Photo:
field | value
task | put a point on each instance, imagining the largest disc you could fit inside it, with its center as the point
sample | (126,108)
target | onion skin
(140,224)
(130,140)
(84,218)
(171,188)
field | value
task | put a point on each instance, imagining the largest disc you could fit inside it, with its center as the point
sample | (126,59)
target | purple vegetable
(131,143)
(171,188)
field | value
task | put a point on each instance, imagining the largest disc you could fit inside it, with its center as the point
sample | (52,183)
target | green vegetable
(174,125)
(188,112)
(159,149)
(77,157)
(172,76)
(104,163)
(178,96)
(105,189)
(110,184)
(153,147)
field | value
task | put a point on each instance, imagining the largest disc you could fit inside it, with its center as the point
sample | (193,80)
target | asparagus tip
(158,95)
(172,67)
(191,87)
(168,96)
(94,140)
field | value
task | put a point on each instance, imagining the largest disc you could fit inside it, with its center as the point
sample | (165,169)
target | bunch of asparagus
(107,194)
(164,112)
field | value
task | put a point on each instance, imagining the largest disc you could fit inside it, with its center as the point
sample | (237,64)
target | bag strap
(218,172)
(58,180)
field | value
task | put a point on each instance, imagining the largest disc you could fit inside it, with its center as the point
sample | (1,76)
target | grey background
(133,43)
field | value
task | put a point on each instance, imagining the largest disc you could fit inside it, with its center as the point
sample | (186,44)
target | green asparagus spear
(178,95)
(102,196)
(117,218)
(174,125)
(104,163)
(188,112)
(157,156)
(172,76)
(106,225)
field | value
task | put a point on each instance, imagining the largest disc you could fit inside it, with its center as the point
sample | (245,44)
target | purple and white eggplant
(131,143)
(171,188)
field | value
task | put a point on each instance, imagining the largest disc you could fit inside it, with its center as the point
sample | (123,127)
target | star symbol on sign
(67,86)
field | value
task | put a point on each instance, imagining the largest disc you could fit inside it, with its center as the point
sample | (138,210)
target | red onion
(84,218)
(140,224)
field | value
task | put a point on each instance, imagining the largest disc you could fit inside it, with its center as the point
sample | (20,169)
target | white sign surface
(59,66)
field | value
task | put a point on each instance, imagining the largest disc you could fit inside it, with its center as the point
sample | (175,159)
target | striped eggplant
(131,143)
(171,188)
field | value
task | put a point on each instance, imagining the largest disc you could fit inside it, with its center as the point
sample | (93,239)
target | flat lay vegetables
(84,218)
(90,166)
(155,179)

▸ **Requirement**: Please pull out every line above that contains the word "purple".

▸ **Solution**:
target | purple vegetable
target | purple and white eggplant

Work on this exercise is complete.